● TASK STATEMENT
Scan the records below for the line containing "pixel 850 846" and the line containing "pixel 436 888". Copy both, plus every line between, exactly.

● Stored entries
####

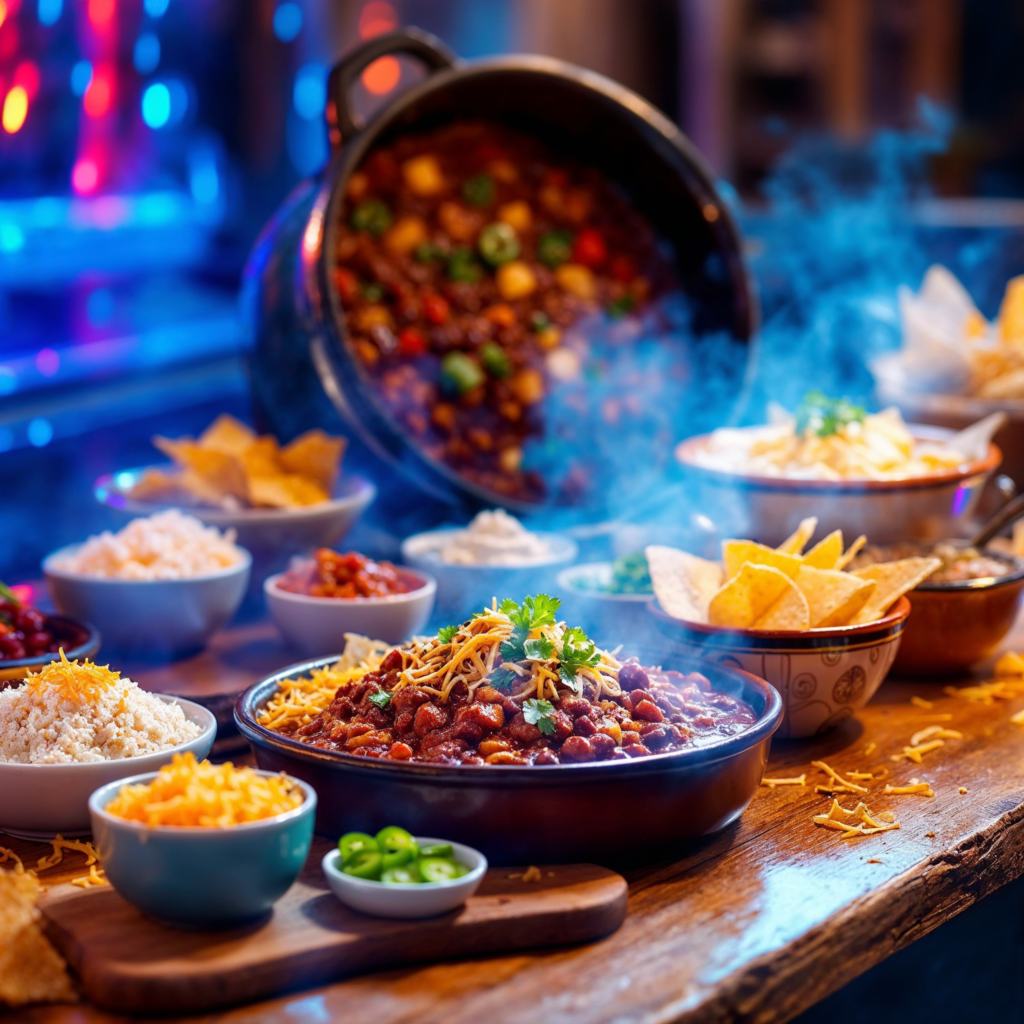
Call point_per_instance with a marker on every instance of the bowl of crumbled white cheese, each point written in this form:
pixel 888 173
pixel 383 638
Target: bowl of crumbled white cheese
pixel 494 556
pixel 162 586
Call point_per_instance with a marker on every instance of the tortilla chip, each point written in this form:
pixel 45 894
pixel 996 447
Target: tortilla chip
pixel 892 580
pixel 221 474
pixel 748 596
pixel 851 552
pixel 285 491
pixel 791 611
pixel 31 970
pixel 683 583
pixel 1011 318
pixel 260 459
pixel 228 435
pixel 315 456
pixel 834 598
pixel 826 553
pixel 796 542
pixel 736 553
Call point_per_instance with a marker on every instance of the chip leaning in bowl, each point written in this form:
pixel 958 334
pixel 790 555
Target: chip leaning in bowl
pixel 825 439
pixel 228 466
pixel 515 686
pixel 782 589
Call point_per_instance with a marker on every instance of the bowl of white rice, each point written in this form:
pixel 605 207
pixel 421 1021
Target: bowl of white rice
pixel 160 587
pixel 73 727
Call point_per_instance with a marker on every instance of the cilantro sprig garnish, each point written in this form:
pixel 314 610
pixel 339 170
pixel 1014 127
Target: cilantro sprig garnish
pixel 531 614
pixel 578 652
pixel 541 714
pixel 823 416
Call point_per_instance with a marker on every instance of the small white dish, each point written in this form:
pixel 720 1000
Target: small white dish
pixel 426 899
pixel 316 626
pixel 155 617
pixel 271 535
pixel 39 801
pixel 463 590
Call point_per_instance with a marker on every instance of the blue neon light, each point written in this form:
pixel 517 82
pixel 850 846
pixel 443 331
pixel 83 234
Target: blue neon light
pixel 49 11
pixel 145 55
pixel 287 20
pixel 157 105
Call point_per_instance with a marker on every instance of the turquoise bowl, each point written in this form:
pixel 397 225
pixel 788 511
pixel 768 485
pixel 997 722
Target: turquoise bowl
pixel 202 878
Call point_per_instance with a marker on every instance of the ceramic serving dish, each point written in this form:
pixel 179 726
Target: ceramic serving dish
pixel 536 813
pixel 151 617
pixel 824 676
pixel 79 640
pixel 316 626
pixel 958 624
pixel 769 509
pixel 202 878
pixel 463 590
pixel 39 801
pixel 414 900
pixel 271 536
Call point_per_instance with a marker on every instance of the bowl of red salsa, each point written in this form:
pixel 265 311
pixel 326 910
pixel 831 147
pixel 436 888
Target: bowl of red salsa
pixel 320 599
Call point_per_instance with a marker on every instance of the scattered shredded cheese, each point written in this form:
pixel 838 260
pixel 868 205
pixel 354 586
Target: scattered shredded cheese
pixel 796 780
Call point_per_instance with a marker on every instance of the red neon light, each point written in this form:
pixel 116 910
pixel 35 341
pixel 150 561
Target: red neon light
pixel 98 96
pixel 85 176
pixel 100 13
pixel 27 76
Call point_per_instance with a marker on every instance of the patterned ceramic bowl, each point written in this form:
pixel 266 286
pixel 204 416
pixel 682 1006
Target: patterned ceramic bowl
pixel 824 676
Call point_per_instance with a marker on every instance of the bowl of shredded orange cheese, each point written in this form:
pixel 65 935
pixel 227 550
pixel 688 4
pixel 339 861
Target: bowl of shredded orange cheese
pixel 198 845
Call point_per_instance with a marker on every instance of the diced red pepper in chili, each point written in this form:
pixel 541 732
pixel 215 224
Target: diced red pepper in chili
pixel 412 342
pixel 347 284
pixel 435 308
pixel 590 249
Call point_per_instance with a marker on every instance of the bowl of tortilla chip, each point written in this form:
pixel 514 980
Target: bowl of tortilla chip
pixel 281 500
pixel 823 636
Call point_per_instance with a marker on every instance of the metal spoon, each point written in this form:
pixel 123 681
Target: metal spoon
pixel 1010 512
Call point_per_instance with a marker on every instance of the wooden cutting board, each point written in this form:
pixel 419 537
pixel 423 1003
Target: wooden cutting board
pixel 129 964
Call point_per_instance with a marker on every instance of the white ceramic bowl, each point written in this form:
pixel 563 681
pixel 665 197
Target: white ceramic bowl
pixel 316 626
pixel 158 617
pixel 424 900
pixel 272 536
pixel 769 509
pixel 39 801
pixel 463 590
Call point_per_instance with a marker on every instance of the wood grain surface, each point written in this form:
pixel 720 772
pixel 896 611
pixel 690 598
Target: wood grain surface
pixel 127 963
pixel 758 923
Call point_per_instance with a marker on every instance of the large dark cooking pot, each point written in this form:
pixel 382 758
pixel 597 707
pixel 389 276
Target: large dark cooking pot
pixel 303 374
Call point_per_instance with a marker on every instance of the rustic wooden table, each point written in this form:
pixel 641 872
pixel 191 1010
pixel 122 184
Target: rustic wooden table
pixel 757 923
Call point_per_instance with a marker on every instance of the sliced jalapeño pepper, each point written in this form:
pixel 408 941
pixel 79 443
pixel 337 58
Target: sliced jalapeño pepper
pixel 498 244
pixel 365 864
pixel 353 843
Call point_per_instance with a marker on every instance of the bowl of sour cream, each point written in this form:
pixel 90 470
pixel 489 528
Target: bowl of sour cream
pixel 495 556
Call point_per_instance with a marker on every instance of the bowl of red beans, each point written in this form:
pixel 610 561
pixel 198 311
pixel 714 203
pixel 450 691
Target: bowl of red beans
pixel 320 599
pixel 30 638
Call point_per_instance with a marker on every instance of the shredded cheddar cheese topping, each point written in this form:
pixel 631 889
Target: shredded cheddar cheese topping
pixel 187 793
pixel 75 682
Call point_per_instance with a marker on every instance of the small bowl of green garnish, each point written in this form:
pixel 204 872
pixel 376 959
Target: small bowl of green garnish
pixel 603 593
pixel 396 875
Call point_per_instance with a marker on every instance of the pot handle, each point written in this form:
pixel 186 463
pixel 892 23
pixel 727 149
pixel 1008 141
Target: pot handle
pixel 341 119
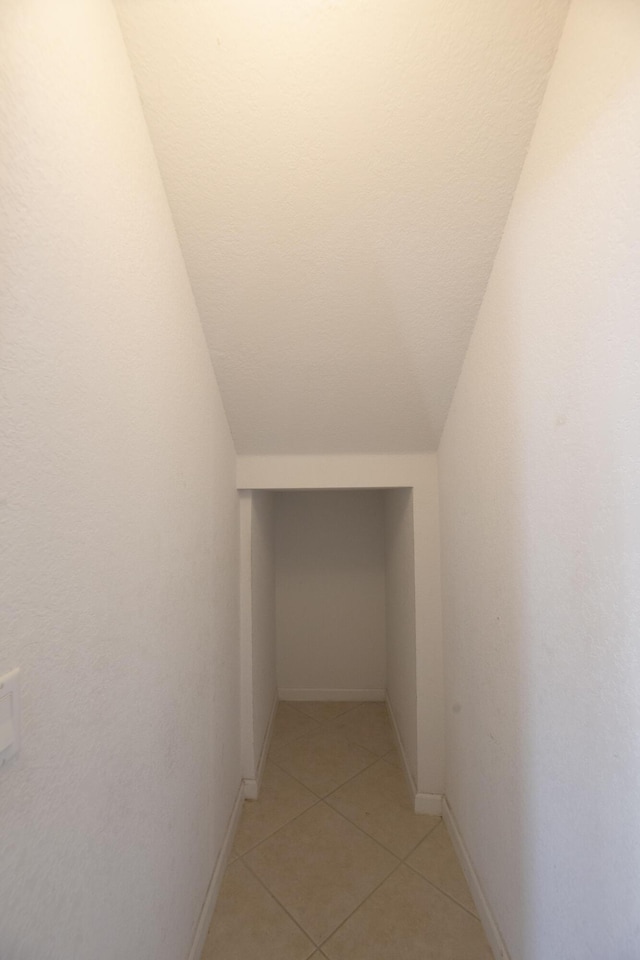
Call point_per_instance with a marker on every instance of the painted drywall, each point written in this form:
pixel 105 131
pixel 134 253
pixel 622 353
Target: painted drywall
pixel 420 473
pixel 540 482
pixel 259 688
pixel 330 594
pixel 401 622
pixel 118 573
pixel 263 585
pixel 340 174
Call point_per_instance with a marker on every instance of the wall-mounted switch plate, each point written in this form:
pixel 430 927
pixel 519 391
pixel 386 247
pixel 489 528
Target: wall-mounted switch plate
pixel 9 715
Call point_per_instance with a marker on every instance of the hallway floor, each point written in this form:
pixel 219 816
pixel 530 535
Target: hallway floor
pixel 331 862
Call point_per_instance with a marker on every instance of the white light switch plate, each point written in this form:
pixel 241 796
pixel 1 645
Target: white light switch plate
pixel 9 715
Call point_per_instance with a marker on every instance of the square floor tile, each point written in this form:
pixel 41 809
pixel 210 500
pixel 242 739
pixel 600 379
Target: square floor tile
pixel 368 726
pixel 377 801
pixel 248 924
pixel 408 919
pixel 320 868
pixel 322 761
pixel 281 799
pixel 436 860
pixel 323 710
pixel 291 724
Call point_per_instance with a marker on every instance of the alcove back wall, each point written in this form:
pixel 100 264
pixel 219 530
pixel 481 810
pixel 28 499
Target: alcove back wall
pixel 330 594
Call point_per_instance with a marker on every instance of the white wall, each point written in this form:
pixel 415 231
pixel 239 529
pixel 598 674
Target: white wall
pixel 258 630
pixel 419 472
pixel 263 581
pixel 330 586
pixel 540 480
pixel 401 622
pixel 119 527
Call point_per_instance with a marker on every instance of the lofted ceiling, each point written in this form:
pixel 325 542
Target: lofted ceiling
pixel 340 172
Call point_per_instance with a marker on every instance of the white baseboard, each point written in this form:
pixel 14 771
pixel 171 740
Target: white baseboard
pixel 428 803
pixel 485 913
pixel 338 695
pixel 422 802
pixel 204 920
pixel 252 784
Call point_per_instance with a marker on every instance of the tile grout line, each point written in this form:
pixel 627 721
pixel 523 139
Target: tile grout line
pixel 268 836
pixel 283 908
pixel 355 909
pixel 440 890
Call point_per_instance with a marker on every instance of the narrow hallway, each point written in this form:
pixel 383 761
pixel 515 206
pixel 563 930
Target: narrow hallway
pixel 332 856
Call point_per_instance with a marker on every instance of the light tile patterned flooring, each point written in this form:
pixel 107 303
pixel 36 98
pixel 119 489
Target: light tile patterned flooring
pixel 331 862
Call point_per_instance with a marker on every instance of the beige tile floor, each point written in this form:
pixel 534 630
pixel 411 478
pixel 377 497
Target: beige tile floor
pixel 331 862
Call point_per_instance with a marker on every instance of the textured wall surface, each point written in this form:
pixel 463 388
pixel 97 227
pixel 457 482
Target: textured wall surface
pixel 340 174
pixel 263 586
pixel 540 474
pixel 118 514
pixel 330 583
pixel 401 620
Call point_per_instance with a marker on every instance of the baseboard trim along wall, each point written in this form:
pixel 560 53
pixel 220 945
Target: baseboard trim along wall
pixel 204 920
pixel 252 785
pixel 302 694
pixel 487 918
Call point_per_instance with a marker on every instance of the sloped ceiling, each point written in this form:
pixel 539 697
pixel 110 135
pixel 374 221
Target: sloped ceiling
pixel 340 172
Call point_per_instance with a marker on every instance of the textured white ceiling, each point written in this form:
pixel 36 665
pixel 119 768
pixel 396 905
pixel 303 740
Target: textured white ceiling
pixel 340 172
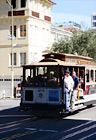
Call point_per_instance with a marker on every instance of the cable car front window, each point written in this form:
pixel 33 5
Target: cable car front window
pixel 29 80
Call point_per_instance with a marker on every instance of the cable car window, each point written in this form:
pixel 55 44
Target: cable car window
pixel 92 76
pixel 87 75
pixel 29 77
pixel 95 75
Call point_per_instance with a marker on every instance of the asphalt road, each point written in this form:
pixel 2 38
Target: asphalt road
pixel 21 125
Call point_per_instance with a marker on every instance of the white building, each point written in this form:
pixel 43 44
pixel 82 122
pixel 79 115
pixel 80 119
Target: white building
pixel 58 33
pixel 93 20
pixel 32 25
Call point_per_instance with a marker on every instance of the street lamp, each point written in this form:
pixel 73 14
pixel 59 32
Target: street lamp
pixel 12 74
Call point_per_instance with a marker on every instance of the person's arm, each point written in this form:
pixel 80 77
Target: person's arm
pixel 78 84
pixel 72 84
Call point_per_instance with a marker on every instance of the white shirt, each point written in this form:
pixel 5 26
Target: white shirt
pixel 68 81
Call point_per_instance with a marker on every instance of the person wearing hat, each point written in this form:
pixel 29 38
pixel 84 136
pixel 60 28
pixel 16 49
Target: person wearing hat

####

● WRITTEN SOLUTION
pixel 850 846
pixel 443 331
pixel 83 234
Target: blue neon light
pixel 49 11
pixel 145 55
pixel 287 20
pixel 157 105
Call point_per_instance with a marker on every instance of the turquoise bowl, each point written in this form:
pixel 397 225
pixel 788 511
pixel 768 485
pixel 997 722
Target: turquoise bowl
pixel 202 878
Call point_per_instance with a marker on every instance of the ceramic serving dish, each point written in this form:
pixel 179 726
Target: ceramic serving dish
pixel 536 813
pixel 151 617
pixel 824 676
pixel 79 640
pixel 316 626
pixel 958 624
pixel 769 509
pixel 202 878
pixel 463 590
pixel 39 801
pixel 414 900
pixel 271 536
Call point_per_instance with a marker on every instance of the bowl of red salsa, each point written in this form:
pixel 265 311
pixel 326 910
pixel 831 147
pixel 436 888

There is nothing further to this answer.